Problem to work on: Return each line exactly as written. Begin with the first line of the entries and end with the line that has "positive clicks: (75, 16) (76, 15)".
Data for review Block Start
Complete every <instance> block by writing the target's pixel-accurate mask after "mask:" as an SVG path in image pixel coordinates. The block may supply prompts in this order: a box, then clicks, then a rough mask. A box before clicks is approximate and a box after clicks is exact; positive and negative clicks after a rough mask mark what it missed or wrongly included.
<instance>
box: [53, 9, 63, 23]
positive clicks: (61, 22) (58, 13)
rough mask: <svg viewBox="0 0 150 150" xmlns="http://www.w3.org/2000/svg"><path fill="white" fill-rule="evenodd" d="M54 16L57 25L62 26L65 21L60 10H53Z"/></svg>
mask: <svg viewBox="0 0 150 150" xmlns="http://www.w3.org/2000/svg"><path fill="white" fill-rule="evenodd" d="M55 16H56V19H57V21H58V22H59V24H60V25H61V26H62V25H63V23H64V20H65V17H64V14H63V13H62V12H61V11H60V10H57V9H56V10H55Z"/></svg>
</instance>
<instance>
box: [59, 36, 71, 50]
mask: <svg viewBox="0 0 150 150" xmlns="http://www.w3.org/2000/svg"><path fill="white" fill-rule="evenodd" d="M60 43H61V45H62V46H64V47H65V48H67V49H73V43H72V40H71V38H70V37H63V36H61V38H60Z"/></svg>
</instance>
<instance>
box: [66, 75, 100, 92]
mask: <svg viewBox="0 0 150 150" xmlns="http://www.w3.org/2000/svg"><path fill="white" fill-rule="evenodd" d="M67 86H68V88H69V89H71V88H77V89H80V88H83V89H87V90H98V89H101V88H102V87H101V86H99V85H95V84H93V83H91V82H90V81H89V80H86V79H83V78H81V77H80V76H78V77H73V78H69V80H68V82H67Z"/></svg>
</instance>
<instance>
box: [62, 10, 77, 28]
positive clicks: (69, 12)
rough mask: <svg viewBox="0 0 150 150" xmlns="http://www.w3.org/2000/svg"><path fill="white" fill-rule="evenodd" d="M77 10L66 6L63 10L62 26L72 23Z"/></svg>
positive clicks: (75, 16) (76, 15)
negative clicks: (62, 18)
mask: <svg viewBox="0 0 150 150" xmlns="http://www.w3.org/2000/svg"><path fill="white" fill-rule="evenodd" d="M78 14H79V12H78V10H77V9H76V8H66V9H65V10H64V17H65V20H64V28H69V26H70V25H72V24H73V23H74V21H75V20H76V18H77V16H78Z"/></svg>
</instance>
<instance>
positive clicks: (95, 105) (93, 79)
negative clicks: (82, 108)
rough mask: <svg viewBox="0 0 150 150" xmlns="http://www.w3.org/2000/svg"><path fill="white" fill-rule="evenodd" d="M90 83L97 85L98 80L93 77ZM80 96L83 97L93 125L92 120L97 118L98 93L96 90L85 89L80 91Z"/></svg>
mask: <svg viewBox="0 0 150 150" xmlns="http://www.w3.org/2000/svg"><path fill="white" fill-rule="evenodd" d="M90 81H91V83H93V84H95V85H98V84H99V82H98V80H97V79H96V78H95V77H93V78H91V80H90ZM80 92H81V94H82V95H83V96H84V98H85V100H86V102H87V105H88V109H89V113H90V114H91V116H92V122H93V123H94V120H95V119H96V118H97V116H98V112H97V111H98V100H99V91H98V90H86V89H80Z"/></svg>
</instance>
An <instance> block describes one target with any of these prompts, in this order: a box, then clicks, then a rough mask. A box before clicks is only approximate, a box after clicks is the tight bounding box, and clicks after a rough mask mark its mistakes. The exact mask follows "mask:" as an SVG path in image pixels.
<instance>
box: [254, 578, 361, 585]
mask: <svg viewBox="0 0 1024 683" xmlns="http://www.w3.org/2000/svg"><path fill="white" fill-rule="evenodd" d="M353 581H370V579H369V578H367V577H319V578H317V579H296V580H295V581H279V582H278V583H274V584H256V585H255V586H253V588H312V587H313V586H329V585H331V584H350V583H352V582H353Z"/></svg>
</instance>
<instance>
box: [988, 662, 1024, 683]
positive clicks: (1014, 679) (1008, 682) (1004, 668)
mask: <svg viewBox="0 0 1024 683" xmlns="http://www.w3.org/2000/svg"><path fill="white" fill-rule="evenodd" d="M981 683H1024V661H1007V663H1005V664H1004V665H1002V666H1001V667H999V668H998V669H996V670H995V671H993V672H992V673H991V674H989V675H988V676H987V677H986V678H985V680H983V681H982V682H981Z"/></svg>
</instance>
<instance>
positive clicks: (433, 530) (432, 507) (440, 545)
Data for review Block End
Written reply:
Complete every <instance> block by writing the target's pixel-accurate mask after "mask:" as an SVG path in image pixel coordinates. The block may supply prompts in this order: a box, then clicks, then a rough mask. A box before clicks is approximate and a box after clicks is exact; positive and negative clicks after a rough mask mark what it missed or wrongly included.
<instance>
box: [53, 9, 63, 23]
positive clicks: (61, 22) (58, 13)
rough mask: <svg viewBox="0 0 150 150" xmlns="http://www.w3.org/2000/svg"><path fill="white" fill-rule="evenodd" d="M54 16L57 25L62 26L65 21L60 10H53Z"/></svg>
mask: <svg viewBox="0 0 150 150" xmlns="http://www.w3.org/2000/svg"><path fill="white" fill-rule="evenodd" d="M55 16H56V19H57V21H58V22H59V24H60V25H61V26H62V25H63V23H64V20H65V17H64V14H63V13H62V12H61V11H60V10H57V9H56V10H55Z"/></svg>
</instance>
<instance>
box: [59, 36, 71, 50]
mask: <svg viewBox="0 0 150 150" xmlns="http://www.w3.org/2000/svg"><path fill="white" fill-rule="evenodd" d="M60 43H61V45H62V46H64V47H65V48H67V49H73V43H72V40H71V38H70V37H63V36H61V38H60Z"/></svg>
</instance>
<instance>
box: [66, 75, 100, 92]
mask: <svg viewBox="0 0 150 150" xmlns="http://www.w3.org/2000/svg"><path fill="white" fill-rule="evenodd" d="M67 86H68V88H69V89H71V88H77V89H80V88H83V89H87V90H98V89H101V88H102V87H101V86H99V85H95V84H93V83H91V82H90V81H89V80H86V79H83V78H81V77H80V76H78V77H73V78H69V80H68V82H67Z"/></svg>
</instance>
<instance>
box: [62, 10, 77, 28]
positive clicks: (69, 12)
rough mask: <svg viewBox="0 0 150 150" xmlns="http://www.w3.org/2000/svg"><path fill="white" fill-rule="evenodd" d="M77 10L66 6L63 10L62 26L72 23Z"/></svg>
positive clicks: (75, 16) (76, 15)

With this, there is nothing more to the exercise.